Il termine “aborto” deriva dal latino ab ( che indica privazione) e oriri ( nascere): quindi letteralmente significa non nato.
Si parla di aborto quando la gravidanza si interrompe entro 24 settimane circa, prima cioè del tempo in cui il feto può avere qualche possibilità di sopravvivenza. Il 20% circa delle gravidanze si interrompe spontaneamente entro le prime settimane. Non ci sono sintomi di avvertimento, semmai una repentina scomparsa di disturbi come le nausee che si avvertivano in precedenza.
L’ormone della gravidanza non viene più prodotto quando l’embrione smette di svilupparsi ed il suo livello scende progressivamente nel sangue materno, finchè non compaiono sanguinamenti ( che vanno sempre quindi considerati una spia di allarme da verificare) che preludono alla espulsione del materiale abortivo presente in utero. Non esiste possibilità di intervento, visto che si tratta di una situazione che la natura mette in atto per la salvaguardia della specie.
Avviene poi per problemi ormonali , immunologici, dell’impianto per i quali si possono proporre terapie ormonali come la somministrazione di progesterone che sostiene le prime fasi dello sviluppo embrionale in utero.

(Voci di dati salvate)
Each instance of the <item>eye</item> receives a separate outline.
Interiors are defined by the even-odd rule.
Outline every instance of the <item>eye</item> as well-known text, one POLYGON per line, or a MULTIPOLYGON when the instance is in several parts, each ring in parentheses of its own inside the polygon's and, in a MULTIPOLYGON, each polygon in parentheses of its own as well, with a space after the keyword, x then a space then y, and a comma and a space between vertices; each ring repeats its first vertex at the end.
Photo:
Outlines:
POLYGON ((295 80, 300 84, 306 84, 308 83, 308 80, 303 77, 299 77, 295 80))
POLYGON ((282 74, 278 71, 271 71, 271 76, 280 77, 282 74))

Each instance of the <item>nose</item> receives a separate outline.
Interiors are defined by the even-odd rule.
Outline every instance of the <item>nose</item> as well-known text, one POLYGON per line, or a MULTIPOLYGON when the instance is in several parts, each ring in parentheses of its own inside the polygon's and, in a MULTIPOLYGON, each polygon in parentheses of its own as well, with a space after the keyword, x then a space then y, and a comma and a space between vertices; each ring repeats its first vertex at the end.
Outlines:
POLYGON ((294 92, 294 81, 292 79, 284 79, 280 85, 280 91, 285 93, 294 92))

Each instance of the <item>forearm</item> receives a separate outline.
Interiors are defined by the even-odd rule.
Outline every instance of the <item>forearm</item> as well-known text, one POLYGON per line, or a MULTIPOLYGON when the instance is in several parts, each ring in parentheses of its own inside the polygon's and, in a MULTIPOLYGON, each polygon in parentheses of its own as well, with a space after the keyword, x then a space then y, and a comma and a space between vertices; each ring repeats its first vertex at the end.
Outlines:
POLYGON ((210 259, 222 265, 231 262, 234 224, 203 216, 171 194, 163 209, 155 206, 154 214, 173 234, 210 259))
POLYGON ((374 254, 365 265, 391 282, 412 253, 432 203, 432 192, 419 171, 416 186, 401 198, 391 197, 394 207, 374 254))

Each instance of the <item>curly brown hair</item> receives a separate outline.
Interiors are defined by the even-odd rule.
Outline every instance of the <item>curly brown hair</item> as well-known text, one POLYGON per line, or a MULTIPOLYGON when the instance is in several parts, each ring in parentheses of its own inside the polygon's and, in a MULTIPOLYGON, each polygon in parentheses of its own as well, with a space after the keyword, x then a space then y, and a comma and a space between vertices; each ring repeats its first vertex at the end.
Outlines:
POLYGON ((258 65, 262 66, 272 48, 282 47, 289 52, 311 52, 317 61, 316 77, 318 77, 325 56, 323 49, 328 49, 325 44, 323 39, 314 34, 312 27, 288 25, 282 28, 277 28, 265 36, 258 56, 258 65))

AZIONI RICHIESTE:
• 1. Secondo il testo sull'aborto, quale percentuale circa delle gravidanze si interrompe spontaneamente entro le prime settimane?
• 2. Riporta dal testo sull'aborto il passo che va dalle parole "Si parla di" fino alle parole "avvertivano in precedenza.", queste incluse.
• 3. Riprendi il testo sull'aborto dal punto in cui si interrompe e proseguilo.

RISPOSTE ALL'ESERCIZIO:
• 1. Circa il 20% delle gravidanze.

• 2.
Si parla di aborto quando la gravidanza si interrompe entro 24 settimane circa, prima cioè del tempo in cui il feto può avere qualche possibilità di sopravvivenza. Il 20% circa delle gravidanze si interrompe spontaneamente entro le prime settimane. Non ci sono sintomi di avvertimento, semmai una repentina scomparsa di disturbi come le nausee che si avvertivano in precedenza.

• 3.
Solo in una minoranza di casi è importante sapere l’esatta causa del mancato sviluppo del feto: il medico interviene infatti con esami di approfondimento solitamente quando l’aborto si ripete più di due volte o quando la paziente presenta altri sintomi che facciano ipotizzare qualche patologia specifica (per esempio il diabete).
Il corpo solitamente sa come regolarsi e nella maggior parte dei casi, sotto l’aspetto fisico, non si consigliano particolari attese prima di cercare una nuova gravidanza.
Dal punto di vista psicologico invece sarebbe auspicabile darsi un po’ di tempo per elaborare il lutto della gravidanza non portata a termine, del bambino non nato.
Infatti anche se l aborto è avvenuto durante le prime settimane di gravidanza, l’embrione era già per la mamma ( e a volte anche per il papà), un bambino vero e proprio, oggetto di desideri e fantasie profondamente radicate nel proprio passato.
Elaborare il lutto significa potersene distaccare poco per volta, senza cercare immediatamente di iniziare una nuova gravidanza per trasferirle a un nuovo bambino che verrebbe vissuto come sostituto di quello abortito. Attribuirgli la stessa identità lo caricherebbe di attese ed aspettative che non hanno nulla a che fare con lui ma con la ferita non rimarginata della mamma.
Per la donna infatti l’aborto non è solo la perdita di un oggetto su cui investire i propri desideri e le proprie fantasie, ma anche la tangibile espressione della sua incapacità
procreativa che la fa sentire inadeguata, diversa dalle altre donne, incapace a essere come la propria mamma. Approfondiremo in seguito il discorso complesso relativo ai rapporti con la madre, che stanno alla base delle difficoltà a concepire o a portare avanti la gravidanza.